> **СТРАНИЦА**

Из этого мы выводим гипотезу о процессе социального контроля, который может быть решающим фактором для возникновения новой структуры власти. Эта книга посвящена не формам доминирования, не власти и силе, но социология власти и доминирования не должна оставлять без внимания фактор зависти, поскольку те, кто подчиняет себя какой-нибудь власти, всегда желают, чтобы другие, которые еще способны ускользнуть от этой власти, также должны были бы подчиниться ей и принять ее требования. Нельзя до конца понять такие феномены, как тоталитарное государство и современные диктатуры, если не учитывать социальные отношения между теми, кто уже подчинился, и теми, кто еще не сделал этого.
Рассмотрим типичный случай. Возник новый центр власти. Это может быть просто рутинная смена власти, узурпация, приход к власти – законным или незаконным способом – какой-то партии, а может быть, появление нового начальника цеха на заводе или нового офицера в воинской части. Существовавший до этого вакуум (или баланс) власти изменился; существует новый центр власти, все равно, в группе или в индивиде он воплощен, и этот центр власти стремится расшириться и утвердить себя, распространив свою власть на те группы и на тех людей, которые еще не подчинились ему. На этом этапе некоторые индивиды и группы уже поддерживают эту новую власть: из жадности, трусости, глупости или с неподдельным энтузиазмом. Но у тех людей, которые уже подчинились новой власти и не удовлетворены тем, что они вынуждены к ней приспосабливаться, почти всегда развивается чувство сильной враждебности по отношению к тем, кто стоит в стороне, скептически оценивая новую власть и размышляя, продолжать ли оставаться в стороне.

> **УСЛОВИЕ ЗАДАНИЯ**
Обновите фрагмент текста о власти, который начинается со слов, содержащих «Из этого мы», и заканчивается словами «не сделал этого.»: замените в нём «зависти» на «ревности». Записи, приведённые далее, для работы не понадобятся.

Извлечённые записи
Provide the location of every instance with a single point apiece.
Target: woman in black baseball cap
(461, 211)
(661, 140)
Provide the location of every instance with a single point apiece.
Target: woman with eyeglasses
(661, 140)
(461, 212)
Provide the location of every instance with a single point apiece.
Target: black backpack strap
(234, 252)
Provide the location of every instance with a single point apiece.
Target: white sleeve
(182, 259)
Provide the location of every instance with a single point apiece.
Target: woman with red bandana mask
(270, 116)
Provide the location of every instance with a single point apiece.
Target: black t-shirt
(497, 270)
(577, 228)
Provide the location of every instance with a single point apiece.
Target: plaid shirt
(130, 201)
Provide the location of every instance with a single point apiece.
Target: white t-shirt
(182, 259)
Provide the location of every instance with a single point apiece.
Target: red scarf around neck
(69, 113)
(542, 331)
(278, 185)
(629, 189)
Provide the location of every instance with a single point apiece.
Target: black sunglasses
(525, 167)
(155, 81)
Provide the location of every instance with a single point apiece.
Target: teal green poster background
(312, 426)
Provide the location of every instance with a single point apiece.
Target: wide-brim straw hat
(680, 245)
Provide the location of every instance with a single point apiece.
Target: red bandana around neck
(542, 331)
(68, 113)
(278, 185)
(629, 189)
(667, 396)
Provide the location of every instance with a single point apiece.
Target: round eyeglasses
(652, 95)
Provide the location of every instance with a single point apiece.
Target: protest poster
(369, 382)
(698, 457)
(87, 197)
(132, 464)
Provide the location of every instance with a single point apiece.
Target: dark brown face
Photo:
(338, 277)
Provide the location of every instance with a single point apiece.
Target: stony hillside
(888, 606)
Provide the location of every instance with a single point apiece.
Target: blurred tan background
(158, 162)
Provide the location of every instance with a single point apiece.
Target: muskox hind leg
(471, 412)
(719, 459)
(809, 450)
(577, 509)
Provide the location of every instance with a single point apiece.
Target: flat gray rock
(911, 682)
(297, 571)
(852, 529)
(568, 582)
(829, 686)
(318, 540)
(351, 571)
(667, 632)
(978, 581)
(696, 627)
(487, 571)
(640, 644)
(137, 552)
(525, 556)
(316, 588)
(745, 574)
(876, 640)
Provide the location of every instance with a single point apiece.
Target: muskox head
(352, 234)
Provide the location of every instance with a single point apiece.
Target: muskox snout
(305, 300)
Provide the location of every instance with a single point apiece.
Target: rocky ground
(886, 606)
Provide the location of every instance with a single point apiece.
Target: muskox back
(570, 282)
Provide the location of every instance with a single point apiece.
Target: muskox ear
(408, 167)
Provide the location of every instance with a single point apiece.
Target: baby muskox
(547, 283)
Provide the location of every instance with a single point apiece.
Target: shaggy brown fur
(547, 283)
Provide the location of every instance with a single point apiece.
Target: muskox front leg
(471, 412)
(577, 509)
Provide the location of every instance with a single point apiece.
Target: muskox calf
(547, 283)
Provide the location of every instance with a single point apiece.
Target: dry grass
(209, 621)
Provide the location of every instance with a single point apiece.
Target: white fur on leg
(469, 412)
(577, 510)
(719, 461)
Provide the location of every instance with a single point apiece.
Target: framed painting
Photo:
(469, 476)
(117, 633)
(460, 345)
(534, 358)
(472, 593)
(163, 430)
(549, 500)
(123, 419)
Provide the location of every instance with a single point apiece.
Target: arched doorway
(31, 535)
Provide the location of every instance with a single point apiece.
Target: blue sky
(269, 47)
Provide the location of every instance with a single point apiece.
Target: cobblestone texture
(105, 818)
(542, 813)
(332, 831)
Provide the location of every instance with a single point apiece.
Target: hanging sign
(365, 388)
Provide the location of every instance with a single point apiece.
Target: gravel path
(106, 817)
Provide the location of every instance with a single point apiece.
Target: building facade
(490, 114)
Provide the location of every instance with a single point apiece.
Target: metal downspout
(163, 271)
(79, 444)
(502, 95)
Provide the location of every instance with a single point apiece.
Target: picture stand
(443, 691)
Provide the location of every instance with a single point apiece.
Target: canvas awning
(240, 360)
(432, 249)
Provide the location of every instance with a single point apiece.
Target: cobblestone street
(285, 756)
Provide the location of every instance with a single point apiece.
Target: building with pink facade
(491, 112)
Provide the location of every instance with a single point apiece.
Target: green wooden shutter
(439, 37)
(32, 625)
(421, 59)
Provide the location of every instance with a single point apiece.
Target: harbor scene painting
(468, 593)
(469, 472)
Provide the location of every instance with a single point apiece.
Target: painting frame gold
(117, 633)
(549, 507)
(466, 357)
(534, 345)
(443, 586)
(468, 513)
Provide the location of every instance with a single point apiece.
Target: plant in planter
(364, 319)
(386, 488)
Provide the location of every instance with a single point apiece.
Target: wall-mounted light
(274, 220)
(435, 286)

> **РЕШЕНИЕ ЗАДАЧИ**
Из этого мы выводим гипотезу о процессе социального контроля, который может быть решающим фактором для возникновения новой структуры власти. Эта книга посвящена не формам доминирования, не власти и силе, но социология власти и доминирования не должна оставлять без внимания фактор ревности, поскольку те, кто подчиняет себя какой-нибудь власти, всегда желают, чтобы другие, которые еще способны ускользнуть от этой власти, также должны были бы подчиниться ей и принять ее требования. Нельзя до конца понять такие феномены, как тоталитарное государство и современные диктатуры, если не учитывать социальные отношения между теми, кто уже подчинился, и теми, кто еще не сделал этого.